■ **Instruction**
Repeat, exactly and only, the lines from the one containing "Practice step: locate the utility" to the last line, inclusive; do not repeat the pictures.

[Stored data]
::::
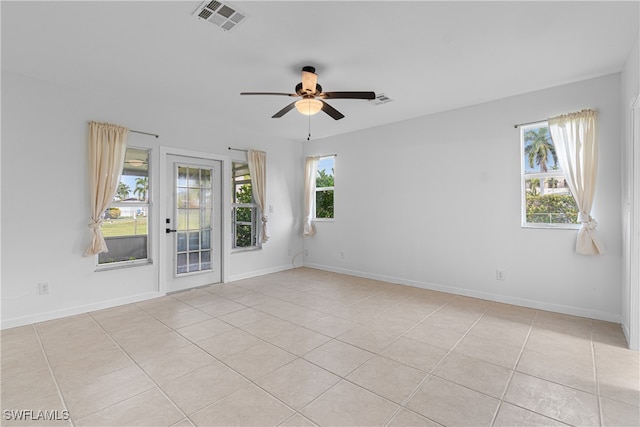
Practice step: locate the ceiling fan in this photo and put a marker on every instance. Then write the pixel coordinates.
(309, 91)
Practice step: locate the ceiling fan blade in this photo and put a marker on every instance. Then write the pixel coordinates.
(337, 115)
(309, 80)
(347, 95)
(284, 111)
(269, 93)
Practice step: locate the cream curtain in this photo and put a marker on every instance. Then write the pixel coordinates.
(574, 137)
(258, 169)
(310, 171)
(107, 147)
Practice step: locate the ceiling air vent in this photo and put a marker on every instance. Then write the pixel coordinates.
(381, 98)
(221, 14)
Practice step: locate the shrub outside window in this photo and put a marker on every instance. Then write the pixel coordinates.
(547, 201)
(126, 220)
(245, 212)
(325, 186)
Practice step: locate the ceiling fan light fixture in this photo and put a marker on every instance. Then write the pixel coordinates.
(309, 106)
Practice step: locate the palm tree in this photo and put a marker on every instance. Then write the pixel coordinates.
(142, 187)
(539, 147)
(123, 191)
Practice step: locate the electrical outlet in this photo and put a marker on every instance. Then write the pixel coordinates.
(43, 288)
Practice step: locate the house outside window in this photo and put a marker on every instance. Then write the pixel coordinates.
(126, 221)
(547, 201)
(245, 212)
(325, 187)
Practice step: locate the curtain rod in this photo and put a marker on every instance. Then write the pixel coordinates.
(140, 132)
(144, 133)
(529, 123)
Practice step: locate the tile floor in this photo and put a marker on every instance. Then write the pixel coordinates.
(306, 347)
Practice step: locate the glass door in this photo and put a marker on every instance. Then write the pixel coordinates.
(194, 225)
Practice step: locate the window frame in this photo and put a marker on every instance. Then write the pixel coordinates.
(318, 189)
(255, 211)
(542, 176)
(133, 204)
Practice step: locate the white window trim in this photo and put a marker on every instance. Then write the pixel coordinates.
(315, 218)
(258, 224)
(150, 221)
(523, 191)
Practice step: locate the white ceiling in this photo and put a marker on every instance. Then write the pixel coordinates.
(427, 56)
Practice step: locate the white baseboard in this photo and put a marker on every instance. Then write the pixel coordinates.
(72, 311)
(523, 302)
(257, 273)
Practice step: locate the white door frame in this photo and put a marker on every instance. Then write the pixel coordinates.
(166, 184)
(633, 298)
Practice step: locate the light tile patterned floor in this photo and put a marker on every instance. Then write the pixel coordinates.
(306, 347)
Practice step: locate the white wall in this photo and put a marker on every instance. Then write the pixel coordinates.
(630, 304)
(435, 202)
(45, 205)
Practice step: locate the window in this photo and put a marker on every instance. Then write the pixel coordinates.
(546, 199)
(325, 187)
(245, 212)
(125, 221)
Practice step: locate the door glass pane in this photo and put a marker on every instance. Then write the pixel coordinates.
(194, 261)
(182, 176)
(206, 219)
(194, 241)
(206, 239)
(194, 177)
(182, 263)
(206, 260)
(182, 242)
(182, 219)
(194, 198)
(182, 197)
(205, 177)
(194, 219)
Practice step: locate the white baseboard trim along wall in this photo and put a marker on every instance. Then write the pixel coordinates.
(538, 305)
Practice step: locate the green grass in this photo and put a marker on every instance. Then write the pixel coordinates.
(125, 226)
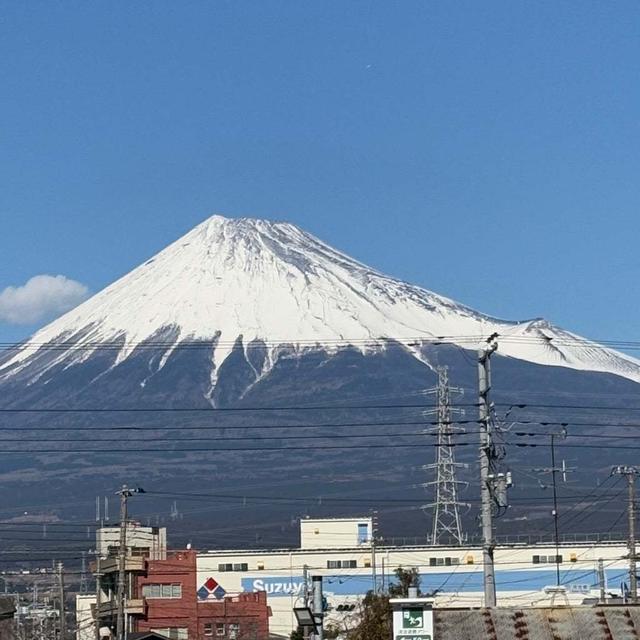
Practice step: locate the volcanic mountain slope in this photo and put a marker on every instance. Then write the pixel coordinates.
(241, 296)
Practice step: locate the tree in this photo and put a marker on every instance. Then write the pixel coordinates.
(406, 578)
(375, 616)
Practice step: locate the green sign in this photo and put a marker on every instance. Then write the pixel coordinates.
(413, 618)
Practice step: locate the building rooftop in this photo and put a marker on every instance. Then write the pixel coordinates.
(557, 623)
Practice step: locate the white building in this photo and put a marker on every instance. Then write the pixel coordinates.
(341, 551)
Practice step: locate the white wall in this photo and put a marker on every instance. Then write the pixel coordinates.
(332, 532)
(280, 574)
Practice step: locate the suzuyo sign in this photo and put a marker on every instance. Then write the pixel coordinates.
(412, 618)
(280, 586)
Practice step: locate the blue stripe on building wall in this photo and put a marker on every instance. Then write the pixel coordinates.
(447, 582)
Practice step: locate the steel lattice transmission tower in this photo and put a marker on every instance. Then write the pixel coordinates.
(446, 512)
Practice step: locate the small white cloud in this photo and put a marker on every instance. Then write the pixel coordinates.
(40, 297)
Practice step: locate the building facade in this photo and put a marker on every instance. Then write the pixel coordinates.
(341, 551)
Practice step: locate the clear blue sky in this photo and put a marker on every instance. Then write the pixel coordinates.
(489, 151)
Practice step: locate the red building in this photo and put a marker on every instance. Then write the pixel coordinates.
(171, 607)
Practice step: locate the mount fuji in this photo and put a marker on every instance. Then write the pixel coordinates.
(241, 315)
(272, 290)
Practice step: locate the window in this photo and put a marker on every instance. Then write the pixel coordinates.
(174, 633)
(446, 561)
(238, 566)
(547, 559)
(342, 564)
(162, 591)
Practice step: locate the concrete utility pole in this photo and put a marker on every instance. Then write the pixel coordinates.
(318, 608)
(601, 580)
(486, 455)
(631, 473)
(553, 470)
(374, 560)
(63, 614)
(125, 493)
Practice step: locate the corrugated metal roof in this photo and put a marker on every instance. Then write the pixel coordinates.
(558, 623)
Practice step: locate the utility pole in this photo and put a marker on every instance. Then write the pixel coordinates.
(446, 516)
(630, 473)
(318, 607)
(98, 593)
(601, 581)
(83, 573)
(63, 614)
(374, 533)
(307, 597)
(486, 456)
(125, 493)
(553, 470)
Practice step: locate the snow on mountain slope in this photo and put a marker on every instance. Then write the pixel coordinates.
(268, 281)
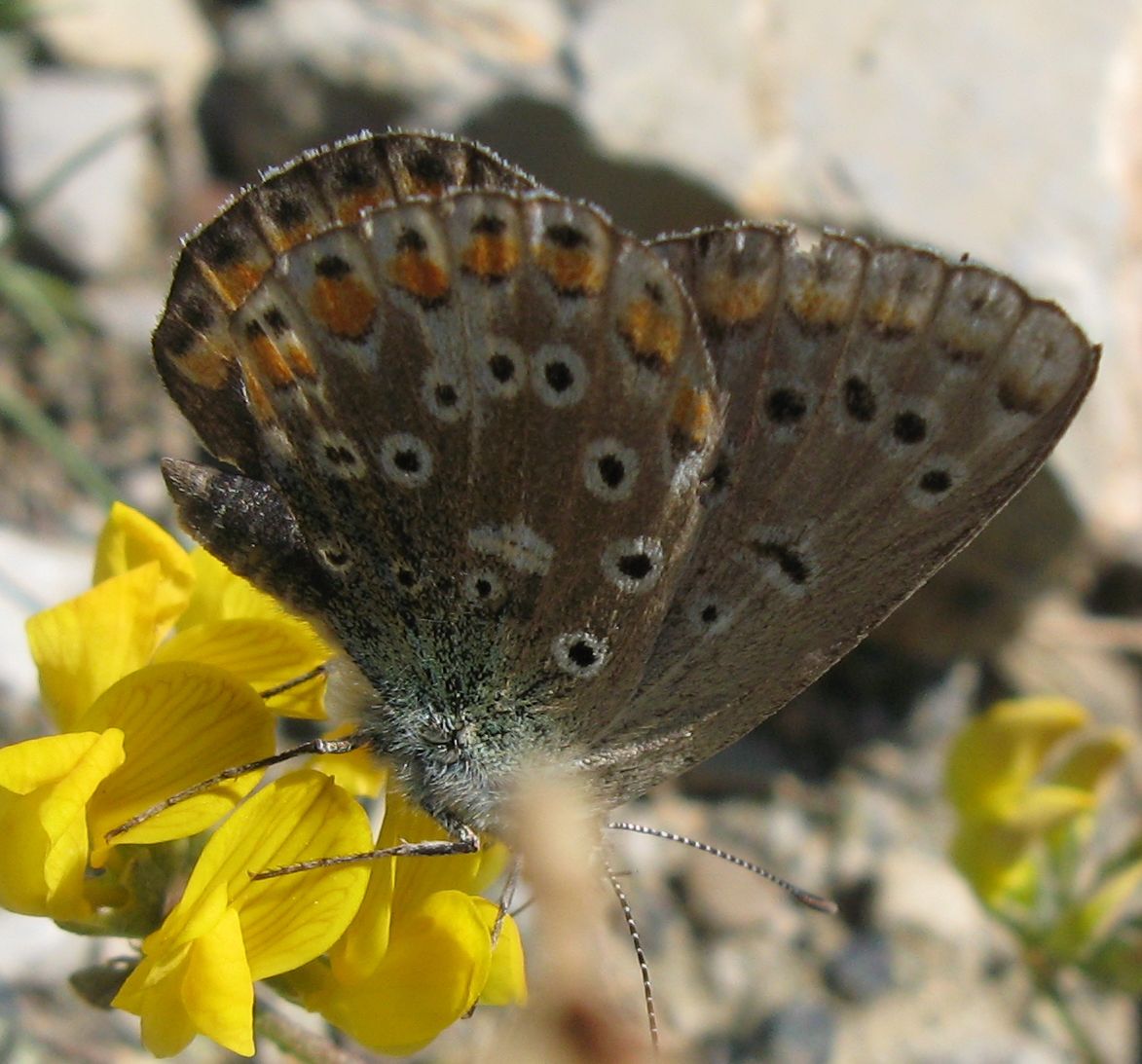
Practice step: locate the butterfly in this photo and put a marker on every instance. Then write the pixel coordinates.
(569, 496)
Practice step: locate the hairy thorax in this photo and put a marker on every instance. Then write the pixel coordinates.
(460, 765)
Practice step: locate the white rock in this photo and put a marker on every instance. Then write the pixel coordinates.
(86, 131)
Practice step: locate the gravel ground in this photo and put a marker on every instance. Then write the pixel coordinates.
(1010, 130)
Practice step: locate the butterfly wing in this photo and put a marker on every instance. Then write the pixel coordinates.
(470, 427)
(883, 405)
(226, 260)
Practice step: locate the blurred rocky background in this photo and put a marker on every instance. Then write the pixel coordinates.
::::
■ **Result of the task**
Practice step: locate the utility pole in this photo and put a marker on every instance. Then write the pixel coordinates.
(446, 516)
(630, 473)
(318, 607)
(98, 593)
(601, 581)
(83, 573)
(63, 614)
(374, 533)
(307, 597)
(486, 456)
(125, 493)
(553, 470)
Practice step: locate the snow on mountain slope in this photo and put a marker on every instance. Then write the pixel coordinates.
(268, 281)
Practice step: locate the butterfly in this photo and put a marker on every instance. Then write the pixel coordinates.
(569, 496)
Practice step: locate the hairy thorax in this photo and put a marker on every instance. Then write the pixel coordinates.
(460, 765)
Practice step: locate the white rock in this photo and put a marker on every instance. Then write the pixel coordinates.
(86, 131)
Practice step: locate the gravel ground in this photo and put a marker on every instance. Then write the pixel coordinates.
(1010, 130)
Practice step: locate the butterfly wing in this photo and put a marker on every instance. Then write the pixel coordinates.
(470, 427)
(883, 405)
(226, 260)
Practice step: locate the blurred rocky background in this photo and put a marker on every instance. Then write the pixel coordinates.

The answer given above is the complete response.